What this task involves. Copy every record below exactly.

Stored items from a collection.
•••••

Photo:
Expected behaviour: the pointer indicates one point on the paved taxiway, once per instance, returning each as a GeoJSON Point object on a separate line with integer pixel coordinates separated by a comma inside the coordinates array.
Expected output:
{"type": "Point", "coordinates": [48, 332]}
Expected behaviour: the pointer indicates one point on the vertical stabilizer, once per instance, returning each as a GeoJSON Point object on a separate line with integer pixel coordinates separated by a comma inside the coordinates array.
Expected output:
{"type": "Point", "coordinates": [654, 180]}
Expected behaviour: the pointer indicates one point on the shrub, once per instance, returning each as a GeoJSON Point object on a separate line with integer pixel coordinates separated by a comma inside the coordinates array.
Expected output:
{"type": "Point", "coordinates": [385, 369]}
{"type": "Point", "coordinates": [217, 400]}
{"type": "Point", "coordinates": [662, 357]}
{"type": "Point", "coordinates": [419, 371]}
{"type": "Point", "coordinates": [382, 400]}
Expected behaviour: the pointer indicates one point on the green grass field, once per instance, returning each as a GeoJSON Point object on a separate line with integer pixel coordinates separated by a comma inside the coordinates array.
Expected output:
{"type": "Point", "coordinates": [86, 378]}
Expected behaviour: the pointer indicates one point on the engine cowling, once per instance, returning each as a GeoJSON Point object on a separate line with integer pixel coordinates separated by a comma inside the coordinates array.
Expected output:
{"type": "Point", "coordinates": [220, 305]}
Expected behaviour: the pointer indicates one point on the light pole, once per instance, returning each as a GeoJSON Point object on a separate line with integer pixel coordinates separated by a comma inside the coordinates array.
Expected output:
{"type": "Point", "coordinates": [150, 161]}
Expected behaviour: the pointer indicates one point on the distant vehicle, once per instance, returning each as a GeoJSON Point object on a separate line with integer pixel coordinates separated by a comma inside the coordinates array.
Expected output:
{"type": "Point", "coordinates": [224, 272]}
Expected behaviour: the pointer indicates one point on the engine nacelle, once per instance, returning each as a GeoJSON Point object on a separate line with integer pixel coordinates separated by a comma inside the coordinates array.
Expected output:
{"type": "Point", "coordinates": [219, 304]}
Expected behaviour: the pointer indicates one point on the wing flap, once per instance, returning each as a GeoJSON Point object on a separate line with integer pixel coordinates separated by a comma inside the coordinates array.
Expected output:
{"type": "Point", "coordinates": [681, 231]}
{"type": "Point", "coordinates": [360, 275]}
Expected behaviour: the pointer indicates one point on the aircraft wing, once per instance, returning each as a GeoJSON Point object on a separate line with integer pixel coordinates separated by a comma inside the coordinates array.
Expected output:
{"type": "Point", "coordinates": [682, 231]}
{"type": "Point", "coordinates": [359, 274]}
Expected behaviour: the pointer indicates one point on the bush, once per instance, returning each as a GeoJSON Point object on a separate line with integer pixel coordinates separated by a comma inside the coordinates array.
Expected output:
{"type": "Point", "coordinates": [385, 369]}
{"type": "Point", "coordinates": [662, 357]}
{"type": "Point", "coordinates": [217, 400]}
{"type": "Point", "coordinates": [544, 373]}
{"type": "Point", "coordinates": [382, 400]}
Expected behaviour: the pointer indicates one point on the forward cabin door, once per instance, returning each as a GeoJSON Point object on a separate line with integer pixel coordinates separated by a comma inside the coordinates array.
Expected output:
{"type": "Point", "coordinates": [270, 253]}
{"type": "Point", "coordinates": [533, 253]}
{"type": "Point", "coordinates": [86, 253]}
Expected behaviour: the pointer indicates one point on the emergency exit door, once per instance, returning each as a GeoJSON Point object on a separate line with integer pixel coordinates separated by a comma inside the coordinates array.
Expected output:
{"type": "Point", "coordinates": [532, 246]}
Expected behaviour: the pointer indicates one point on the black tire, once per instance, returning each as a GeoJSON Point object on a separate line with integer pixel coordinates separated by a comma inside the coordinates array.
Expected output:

•••••

Task solution.
Photo:
Expected behaviour: the pointer indicates one point on the paved taxiway, once per instance, returning each as a GeoJSON Point object on a separate line with integer pixel coordinates separated by a comma inside the coordinates array.
Expected output:
{"type": "Point", "coordinates": [48, 332]}
Expected behaviour: the pointer indicates one point on the vertical stabilizer, once per instance, returning each as a GeoJSON Point object on a separate line with integer pixel coordinates separated by a comma inside the coordinates array.
Expected output:
{"type": "Point", "coordinates": [654, 180]}
Expected behaviour: the pointer indicates one point on the shrub, once per instance, returning each as a GeoJSON Point object on a separate line with integer pixel coordinates separated by a comma inside the coordinates array.
Expected output:
{"type": "Point", "coordinates": [385, 369]}
{"type": "Point", "coordinates": [217, 400]}
{"type": "Point", "coordinates": [662, 357]}
{"type": "Point", "coordinates": [419, 371]}
{"type": "Point", "coordinates": [382, 400]}
Expected behaviour: the pointer indicates one point on the green grass field, once per instance, returning each as a GeoJSON Point object on a separate line with integer pixel coordinates separated by a comma inside the coordinates array.
Expected output:
{"type": "Point", "coordinates": [86, 378]}
Expected behaviour: the pointer indicates one point on the engine cowling, once per instance, returning each as a GeoJSON Point object on a separate line with integer pixel coordinates separated by a comma inside the coordinates array.
Expected output:
{"type": "Point", "coordinates": [220, 305]}
Expected behaviour: the pointer indicates one point on the light pole, once per instance, returning each as a GeoJSON Point object on a separate line with integer pixel coordinates separated by a comma inside the coordinates array.
Expected output:
{"type": "Point", "coordinates": [150, 161]}
Expected behaviour: the pointer indicates one point on the distant vehicle, once per instance, returning each as a GeoJSON Point object on a separate line with integer pixel coordinates separated by a comma inside the coordinates array.
Expected output:
{"type": "Point", "coordinates": [224, 272]}
Expected behaviour: the pointer indicates one point on the engine nacelle, once per instance, returning each as a GeoJSON Point object on a separate line with integer pixel coordinates separated by a comma inside the coordinates array.
Expected output:
{"type": "Point", "coordinates": [219, 304]}
Expected behaviour: the pointer indicates one point on the wing flap, once per instance, returning each as a GeoJSON Point object on a separate line with integer pixel coordinates separated by a comma inside the coordinates array.
Expected output:
{"type": "Point", "coordinates": [681, 231]}
{"type": "Point", "coordinates": [360, 275]}
Expected behaviour: the pointer indicates one point on the aircraft wing, once per instance, returning each as a GeoJSON Point object on a separate line with integer pixel coordinates separated by a comma inside the coordinates array.
Expected output:
{"type": "Point", "coordinates": [682, 231]}
{"type": "Point", "coordinates": [359, 274]}
Expected behaviour: the pointer indicates one point on the bush, once per instance, returning each as a GeoJSON Point object on a separate line with integer pixel coordinates separated by a comma inside the coordinates array.
Expected output:
{"type": "Point", "coordinates": [385, 369]}
{"type": "Point", "coordinates": [662, 357]}
{"type": "Point", "coordinates": [217, 400]}
{"type": "Point", "coordinates": [544, 373]}
{"type": "Point", "coordinates": [382, 400]}
Expected behaviour: the pointer indicates one point on the forward cabin door, once per instance, returning each as a GeoJSON Point object on a separate line with integer pixel coordinates separated by a comma inside the coordinates array.
Expected output:
{"type": "Point", "coordinates": [270, 253]}
{"type": "Point", "coordinates": [533, 253]}
{"type": "Point", "coordinates": [86, 253]}
Expected behaviour: the pointer indicates one point on the emergency exit door, once per instance, returning each as a GeoJSON Point object on a separate line with integer pixel coordinates separated by a comma inside the coordinates array.
Expected output:
{"type": "Point", "coordinates": [532, 246]}
Expected behaviour: the pointer indicates one point on the black tire, once per instance, returning each as a GeoJSON Point object on a separate line with integer pixel coordinates separated by a comma inside the coordinates array.
Expected output:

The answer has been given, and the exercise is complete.